- Set exercise
Please show each line of the records below that contains the string "hair". Case counts.
#### The input ####
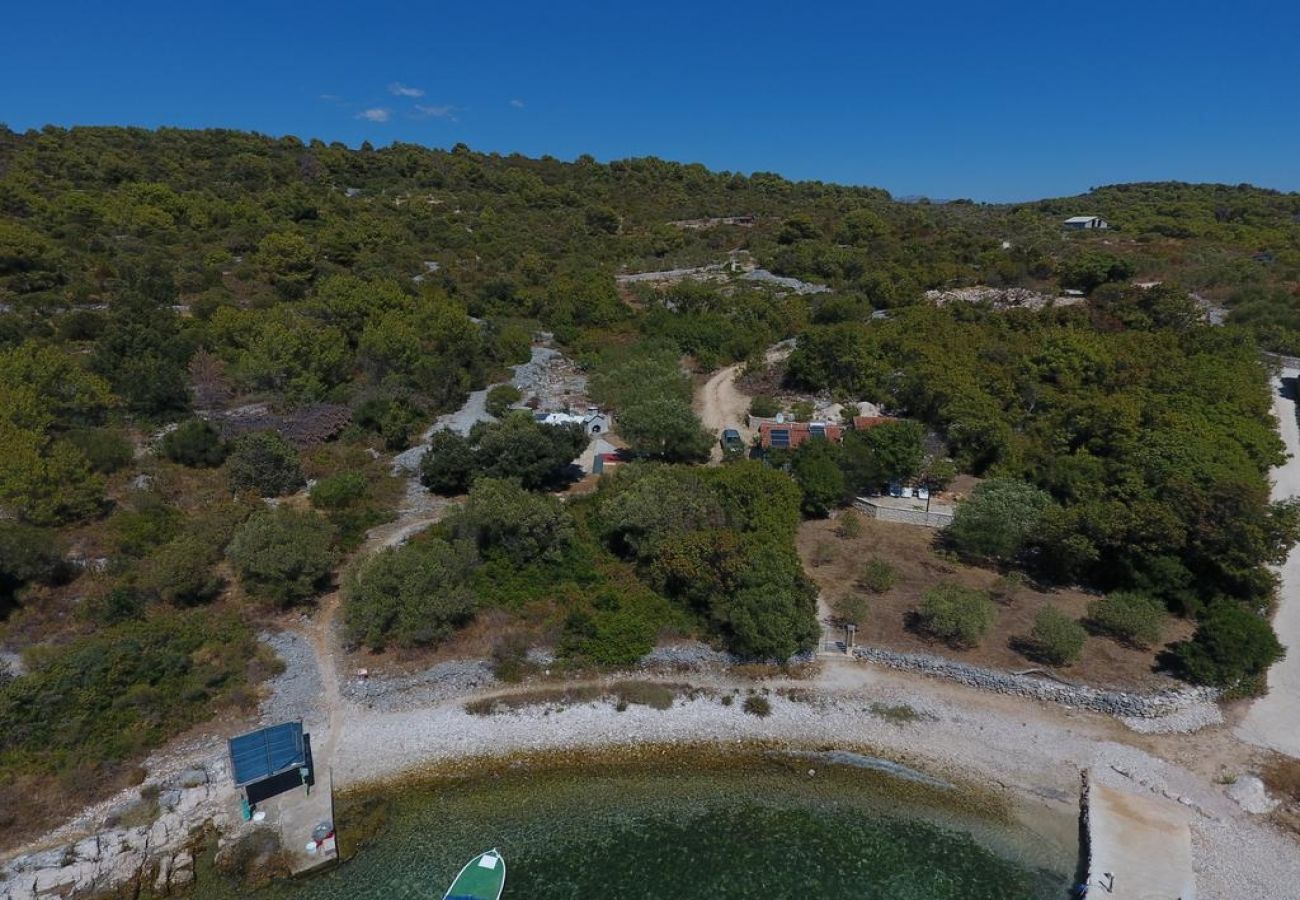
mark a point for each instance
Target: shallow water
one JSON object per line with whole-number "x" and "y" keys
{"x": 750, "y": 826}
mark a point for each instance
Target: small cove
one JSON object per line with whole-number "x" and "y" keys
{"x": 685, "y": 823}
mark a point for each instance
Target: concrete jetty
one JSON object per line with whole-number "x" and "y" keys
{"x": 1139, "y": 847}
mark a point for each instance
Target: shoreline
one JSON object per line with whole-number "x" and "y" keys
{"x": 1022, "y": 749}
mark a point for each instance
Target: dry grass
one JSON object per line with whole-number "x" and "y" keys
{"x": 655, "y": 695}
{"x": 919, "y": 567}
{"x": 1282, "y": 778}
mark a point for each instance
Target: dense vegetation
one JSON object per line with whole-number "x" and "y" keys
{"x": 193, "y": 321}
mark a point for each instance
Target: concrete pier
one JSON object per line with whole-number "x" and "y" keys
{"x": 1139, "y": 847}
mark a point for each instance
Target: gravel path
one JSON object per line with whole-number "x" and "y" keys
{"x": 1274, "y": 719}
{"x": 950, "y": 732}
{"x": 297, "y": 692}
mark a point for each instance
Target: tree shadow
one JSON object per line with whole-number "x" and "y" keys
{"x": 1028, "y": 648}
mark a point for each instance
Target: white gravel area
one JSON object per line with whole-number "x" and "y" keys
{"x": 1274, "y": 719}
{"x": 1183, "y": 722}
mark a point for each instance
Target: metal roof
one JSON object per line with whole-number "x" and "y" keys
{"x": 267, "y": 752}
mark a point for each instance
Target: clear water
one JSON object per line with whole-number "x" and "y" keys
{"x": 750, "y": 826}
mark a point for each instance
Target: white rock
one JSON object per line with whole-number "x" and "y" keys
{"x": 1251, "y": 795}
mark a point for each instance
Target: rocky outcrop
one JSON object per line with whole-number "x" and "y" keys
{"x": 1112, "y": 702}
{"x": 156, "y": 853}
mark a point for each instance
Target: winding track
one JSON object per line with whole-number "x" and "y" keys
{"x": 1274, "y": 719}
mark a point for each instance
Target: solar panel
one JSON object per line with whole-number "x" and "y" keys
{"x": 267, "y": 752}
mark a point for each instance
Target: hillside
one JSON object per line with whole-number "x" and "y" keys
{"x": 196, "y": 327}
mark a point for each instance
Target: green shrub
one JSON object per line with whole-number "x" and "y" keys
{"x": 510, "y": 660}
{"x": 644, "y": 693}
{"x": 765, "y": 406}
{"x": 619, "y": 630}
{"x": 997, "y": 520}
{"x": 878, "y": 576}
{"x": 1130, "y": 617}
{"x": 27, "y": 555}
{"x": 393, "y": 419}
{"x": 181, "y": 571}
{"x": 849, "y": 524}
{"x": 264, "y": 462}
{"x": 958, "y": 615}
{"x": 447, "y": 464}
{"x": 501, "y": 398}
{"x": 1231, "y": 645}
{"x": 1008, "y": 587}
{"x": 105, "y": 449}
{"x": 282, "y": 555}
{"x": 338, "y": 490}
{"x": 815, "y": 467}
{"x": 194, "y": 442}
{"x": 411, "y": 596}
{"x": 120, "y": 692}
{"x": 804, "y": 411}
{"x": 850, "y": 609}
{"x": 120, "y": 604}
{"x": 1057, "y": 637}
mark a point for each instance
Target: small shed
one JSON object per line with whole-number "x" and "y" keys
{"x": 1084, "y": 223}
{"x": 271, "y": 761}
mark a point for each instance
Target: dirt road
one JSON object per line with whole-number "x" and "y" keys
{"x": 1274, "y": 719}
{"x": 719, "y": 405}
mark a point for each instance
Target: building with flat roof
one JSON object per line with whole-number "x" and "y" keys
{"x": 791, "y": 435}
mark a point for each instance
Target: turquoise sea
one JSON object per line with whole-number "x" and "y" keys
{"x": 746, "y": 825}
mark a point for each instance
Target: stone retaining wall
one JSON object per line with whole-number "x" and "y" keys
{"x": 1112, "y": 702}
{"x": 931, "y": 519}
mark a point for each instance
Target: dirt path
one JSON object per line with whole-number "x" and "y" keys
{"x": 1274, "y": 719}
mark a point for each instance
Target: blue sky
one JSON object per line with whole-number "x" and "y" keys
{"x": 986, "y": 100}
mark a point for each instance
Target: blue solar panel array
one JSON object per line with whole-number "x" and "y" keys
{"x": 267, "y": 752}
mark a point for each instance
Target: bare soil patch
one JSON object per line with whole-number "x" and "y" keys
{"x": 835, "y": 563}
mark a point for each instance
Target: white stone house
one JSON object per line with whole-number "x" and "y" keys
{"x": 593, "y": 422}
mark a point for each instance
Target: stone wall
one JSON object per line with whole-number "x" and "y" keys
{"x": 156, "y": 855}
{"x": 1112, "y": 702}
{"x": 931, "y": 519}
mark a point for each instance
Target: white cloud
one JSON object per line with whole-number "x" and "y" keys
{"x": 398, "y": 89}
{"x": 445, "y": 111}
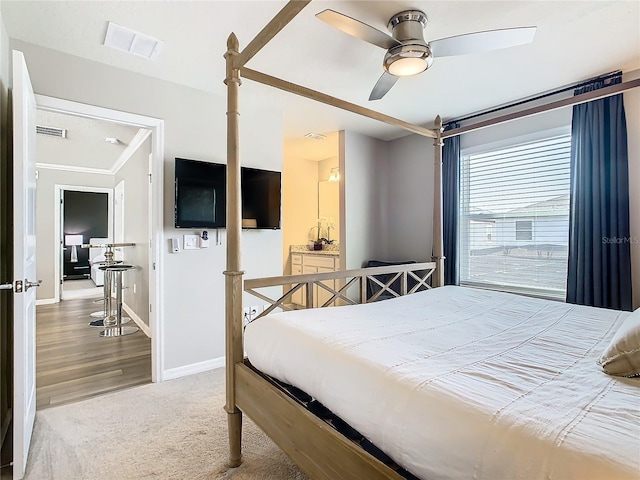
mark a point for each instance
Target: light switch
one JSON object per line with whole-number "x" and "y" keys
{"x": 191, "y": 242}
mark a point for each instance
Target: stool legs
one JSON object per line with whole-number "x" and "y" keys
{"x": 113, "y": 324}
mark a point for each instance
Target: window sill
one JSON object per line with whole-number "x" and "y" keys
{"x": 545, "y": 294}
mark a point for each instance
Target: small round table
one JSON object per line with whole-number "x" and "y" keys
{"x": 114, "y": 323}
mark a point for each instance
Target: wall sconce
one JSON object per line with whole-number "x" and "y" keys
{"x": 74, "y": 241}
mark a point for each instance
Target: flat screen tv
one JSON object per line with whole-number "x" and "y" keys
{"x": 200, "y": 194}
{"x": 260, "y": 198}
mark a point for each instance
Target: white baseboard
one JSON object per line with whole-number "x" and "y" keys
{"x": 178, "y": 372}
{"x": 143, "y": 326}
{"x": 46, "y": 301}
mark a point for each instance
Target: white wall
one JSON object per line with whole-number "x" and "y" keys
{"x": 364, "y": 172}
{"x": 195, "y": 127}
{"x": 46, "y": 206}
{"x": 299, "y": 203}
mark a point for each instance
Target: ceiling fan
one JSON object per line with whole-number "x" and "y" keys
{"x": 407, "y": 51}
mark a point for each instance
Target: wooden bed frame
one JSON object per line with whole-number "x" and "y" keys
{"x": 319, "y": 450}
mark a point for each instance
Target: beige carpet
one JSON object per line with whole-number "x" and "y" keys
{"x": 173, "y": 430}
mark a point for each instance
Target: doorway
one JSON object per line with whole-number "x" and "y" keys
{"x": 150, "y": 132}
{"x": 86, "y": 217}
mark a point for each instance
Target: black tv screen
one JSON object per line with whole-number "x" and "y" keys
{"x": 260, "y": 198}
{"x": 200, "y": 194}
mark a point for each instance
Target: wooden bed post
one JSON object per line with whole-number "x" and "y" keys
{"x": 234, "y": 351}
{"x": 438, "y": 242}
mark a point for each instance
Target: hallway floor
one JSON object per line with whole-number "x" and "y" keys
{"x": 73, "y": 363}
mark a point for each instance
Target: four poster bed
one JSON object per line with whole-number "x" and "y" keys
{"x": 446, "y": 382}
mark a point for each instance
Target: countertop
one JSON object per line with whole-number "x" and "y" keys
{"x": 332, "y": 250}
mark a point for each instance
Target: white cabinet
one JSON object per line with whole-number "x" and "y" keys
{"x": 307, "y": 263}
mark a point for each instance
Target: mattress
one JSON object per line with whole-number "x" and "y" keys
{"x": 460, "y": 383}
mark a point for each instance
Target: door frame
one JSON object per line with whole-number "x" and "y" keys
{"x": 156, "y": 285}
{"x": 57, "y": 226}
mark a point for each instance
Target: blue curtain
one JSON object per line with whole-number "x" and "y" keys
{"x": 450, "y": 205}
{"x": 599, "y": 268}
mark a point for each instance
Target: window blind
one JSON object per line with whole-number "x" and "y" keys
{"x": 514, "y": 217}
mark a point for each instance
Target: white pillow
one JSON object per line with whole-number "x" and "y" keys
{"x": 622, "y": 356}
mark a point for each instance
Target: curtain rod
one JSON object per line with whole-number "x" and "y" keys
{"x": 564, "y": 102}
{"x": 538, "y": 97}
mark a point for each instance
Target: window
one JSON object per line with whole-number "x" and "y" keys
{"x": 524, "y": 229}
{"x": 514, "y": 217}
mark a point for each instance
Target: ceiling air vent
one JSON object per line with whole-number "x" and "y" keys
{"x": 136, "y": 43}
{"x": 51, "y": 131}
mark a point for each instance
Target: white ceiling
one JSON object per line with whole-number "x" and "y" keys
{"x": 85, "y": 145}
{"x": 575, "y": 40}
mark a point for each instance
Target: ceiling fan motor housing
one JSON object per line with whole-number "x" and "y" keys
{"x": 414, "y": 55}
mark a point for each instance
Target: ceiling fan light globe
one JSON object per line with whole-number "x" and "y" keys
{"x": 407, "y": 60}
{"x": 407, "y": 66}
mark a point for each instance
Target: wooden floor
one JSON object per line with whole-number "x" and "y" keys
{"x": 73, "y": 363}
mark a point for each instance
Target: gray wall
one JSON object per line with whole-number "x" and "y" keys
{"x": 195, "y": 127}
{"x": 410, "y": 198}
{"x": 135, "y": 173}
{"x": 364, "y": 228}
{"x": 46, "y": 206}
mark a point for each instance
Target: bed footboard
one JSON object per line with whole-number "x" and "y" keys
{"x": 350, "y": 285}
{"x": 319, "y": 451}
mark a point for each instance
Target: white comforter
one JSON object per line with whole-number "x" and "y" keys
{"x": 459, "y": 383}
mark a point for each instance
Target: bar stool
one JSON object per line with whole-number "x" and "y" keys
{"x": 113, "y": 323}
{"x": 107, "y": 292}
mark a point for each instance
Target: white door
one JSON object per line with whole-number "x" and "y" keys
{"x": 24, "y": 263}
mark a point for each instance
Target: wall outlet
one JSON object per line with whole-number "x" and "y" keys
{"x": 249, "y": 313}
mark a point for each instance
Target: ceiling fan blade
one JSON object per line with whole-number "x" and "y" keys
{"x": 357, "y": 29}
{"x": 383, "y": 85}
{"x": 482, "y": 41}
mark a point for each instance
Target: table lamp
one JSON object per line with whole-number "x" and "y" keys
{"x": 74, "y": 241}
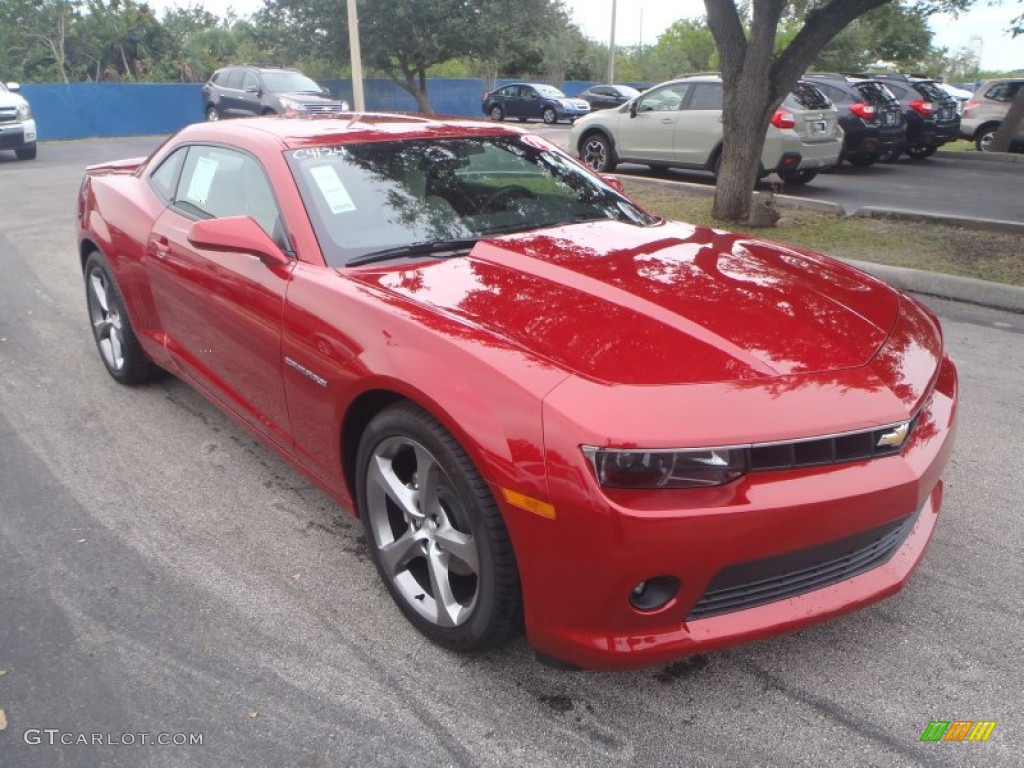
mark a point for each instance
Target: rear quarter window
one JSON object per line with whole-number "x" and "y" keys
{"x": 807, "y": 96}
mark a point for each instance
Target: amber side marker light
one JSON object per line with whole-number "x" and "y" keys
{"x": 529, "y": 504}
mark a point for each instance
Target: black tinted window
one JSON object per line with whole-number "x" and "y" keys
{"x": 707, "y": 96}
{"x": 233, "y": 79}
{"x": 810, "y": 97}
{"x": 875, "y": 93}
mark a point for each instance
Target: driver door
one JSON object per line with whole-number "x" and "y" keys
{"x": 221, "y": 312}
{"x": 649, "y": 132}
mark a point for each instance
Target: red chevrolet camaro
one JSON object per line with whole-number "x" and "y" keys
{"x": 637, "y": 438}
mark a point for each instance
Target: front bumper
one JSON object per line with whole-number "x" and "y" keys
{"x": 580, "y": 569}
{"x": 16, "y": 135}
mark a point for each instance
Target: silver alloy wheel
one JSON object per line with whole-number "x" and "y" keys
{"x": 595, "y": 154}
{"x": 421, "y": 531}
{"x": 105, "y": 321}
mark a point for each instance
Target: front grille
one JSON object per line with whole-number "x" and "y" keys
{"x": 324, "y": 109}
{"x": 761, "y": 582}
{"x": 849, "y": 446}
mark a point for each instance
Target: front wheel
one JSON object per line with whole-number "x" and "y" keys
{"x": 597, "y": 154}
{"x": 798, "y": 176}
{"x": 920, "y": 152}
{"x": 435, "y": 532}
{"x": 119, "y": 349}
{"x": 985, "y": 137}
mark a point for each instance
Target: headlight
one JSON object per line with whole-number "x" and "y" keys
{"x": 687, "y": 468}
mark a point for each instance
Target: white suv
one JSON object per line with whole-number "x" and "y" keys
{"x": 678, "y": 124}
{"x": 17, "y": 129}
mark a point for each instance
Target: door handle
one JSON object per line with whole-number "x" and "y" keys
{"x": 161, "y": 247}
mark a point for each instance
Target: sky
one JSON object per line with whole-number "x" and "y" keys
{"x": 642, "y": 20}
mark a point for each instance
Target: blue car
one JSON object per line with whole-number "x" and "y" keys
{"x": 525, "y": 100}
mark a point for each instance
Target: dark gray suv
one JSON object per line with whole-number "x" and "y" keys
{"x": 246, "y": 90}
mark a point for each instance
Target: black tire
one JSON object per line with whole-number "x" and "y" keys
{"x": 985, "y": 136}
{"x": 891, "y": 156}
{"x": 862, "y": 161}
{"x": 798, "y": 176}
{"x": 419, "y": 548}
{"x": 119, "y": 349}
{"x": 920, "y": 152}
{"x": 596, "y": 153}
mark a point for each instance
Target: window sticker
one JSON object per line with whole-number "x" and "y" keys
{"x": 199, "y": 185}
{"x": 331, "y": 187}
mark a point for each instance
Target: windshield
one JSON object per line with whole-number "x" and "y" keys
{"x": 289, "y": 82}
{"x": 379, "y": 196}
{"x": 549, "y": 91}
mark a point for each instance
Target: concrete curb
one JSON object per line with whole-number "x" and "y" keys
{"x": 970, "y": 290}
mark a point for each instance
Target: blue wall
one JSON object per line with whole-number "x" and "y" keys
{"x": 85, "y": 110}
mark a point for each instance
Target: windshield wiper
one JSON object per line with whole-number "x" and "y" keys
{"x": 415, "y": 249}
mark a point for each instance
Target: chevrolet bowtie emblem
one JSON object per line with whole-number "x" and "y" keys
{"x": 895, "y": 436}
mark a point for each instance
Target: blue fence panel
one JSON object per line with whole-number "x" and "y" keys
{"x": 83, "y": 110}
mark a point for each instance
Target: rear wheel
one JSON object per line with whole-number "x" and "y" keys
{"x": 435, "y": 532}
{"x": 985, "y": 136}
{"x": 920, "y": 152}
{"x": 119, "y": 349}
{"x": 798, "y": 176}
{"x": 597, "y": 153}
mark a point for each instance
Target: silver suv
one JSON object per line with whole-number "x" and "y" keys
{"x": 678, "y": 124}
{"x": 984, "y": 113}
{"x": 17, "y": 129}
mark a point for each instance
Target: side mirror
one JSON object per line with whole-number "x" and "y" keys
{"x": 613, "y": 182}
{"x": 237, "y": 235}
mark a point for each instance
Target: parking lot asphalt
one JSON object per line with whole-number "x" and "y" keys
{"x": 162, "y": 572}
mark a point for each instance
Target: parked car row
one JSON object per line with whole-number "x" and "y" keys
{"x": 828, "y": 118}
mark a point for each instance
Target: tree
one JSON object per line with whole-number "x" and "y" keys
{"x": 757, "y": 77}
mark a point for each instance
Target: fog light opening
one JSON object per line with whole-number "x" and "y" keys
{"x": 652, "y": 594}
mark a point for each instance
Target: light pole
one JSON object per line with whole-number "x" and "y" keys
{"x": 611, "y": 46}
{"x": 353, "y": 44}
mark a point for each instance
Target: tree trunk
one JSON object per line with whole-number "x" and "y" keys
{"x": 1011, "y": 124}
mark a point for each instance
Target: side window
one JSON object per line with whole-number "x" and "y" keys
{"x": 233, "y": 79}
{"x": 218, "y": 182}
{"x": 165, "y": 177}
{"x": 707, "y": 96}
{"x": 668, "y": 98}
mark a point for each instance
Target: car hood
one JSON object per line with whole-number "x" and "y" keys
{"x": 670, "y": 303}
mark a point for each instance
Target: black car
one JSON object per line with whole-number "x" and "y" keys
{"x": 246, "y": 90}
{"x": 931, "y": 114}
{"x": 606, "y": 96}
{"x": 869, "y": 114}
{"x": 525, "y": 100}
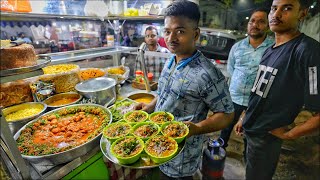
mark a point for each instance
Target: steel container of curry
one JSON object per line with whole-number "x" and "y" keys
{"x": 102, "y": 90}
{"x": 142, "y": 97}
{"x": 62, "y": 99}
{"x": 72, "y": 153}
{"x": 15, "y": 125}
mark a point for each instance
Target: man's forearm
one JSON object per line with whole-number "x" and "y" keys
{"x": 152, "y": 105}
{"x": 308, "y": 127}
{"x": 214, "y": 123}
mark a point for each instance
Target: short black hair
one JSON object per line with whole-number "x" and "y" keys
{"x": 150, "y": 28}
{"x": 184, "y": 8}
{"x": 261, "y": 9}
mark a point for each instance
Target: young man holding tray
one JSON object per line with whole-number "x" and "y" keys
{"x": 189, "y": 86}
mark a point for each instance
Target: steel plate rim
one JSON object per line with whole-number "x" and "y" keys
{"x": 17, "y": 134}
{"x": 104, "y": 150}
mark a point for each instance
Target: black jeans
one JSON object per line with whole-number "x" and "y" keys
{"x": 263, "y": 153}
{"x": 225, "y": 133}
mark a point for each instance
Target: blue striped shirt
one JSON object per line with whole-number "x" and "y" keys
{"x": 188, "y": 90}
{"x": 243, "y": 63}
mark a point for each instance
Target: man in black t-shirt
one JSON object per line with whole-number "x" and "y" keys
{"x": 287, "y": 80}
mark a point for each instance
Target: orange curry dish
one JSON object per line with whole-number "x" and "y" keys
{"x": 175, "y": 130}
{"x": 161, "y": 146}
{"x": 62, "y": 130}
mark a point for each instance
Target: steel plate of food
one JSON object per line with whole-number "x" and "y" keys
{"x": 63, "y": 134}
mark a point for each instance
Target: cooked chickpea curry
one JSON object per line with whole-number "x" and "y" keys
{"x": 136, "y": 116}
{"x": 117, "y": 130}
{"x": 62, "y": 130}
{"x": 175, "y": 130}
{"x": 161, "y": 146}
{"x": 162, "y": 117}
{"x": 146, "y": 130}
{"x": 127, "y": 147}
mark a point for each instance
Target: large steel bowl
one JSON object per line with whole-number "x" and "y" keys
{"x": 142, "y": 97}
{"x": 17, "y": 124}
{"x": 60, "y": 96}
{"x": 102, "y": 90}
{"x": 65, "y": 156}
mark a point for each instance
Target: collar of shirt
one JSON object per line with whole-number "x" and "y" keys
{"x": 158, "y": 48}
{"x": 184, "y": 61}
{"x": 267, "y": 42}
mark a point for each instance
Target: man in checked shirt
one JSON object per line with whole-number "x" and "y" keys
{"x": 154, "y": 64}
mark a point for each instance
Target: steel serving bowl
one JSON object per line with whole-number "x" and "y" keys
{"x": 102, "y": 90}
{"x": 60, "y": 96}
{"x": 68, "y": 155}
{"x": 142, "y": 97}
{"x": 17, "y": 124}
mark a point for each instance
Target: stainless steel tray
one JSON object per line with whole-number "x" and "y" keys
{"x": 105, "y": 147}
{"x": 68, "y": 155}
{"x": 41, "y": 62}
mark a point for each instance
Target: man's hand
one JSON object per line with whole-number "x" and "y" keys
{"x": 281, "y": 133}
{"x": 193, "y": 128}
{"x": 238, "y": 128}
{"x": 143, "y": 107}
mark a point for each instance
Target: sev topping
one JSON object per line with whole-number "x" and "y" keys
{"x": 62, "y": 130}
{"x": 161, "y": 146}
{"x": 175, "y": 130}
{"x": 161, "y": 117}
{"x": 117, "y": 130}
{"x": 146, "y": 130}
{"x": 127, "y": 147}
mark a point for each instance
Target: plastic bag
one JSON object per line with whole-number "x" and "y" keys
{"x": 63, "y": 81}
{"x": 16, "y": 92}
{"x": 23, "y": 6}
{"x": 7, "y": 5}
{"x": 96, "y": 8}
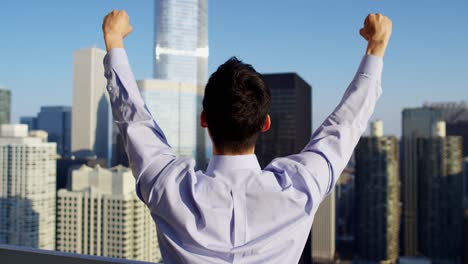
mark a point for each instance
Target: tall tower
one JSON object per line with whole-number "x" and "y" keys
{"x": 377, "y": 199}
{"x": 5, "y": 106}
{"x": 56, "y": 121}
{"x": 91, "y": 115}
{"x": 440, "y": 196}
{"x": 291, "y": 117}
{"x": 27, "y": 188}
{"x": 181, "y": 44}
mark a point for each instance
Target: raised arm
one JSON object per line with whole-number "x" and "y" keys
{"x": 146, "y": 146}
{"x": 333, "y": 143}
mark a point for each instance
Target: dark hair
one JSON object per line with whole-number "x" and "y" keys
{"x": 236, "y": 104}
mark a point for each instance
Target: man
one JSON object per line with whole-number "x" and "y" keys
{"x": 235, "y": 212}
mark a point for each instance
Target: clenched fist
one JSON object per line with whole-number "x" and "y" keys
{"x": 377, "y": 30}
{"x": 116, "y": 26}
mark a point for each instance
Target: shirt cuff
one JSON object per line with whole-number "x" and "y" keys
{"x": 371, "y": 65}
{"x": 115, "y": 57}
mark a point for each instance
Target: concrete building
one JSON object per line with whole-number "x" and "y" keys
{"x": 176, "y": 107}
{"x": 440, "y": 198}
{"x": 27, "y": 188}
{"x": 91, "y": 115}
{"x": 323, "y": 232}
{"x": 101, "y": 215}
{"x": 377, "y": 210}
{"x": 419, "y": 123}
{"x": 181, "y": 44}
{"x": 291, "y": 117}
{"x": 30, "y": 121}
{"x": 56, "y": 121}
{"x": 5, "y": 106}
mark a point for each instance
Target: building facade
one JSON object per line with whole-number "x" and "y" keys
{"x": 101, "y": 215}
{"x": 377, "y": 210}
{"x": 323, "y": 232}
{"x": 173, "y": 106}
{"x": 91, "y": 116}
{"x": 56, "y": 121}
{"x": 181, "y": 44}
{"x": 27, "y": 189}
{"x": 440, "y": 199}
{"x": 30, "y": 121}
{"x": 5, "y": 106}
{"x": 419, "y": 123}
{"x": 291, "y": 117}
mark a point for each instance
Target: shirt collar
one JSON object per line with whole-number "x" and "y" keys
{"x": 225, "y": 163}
####
- Full solution
Target: short black hair
Target: dark hair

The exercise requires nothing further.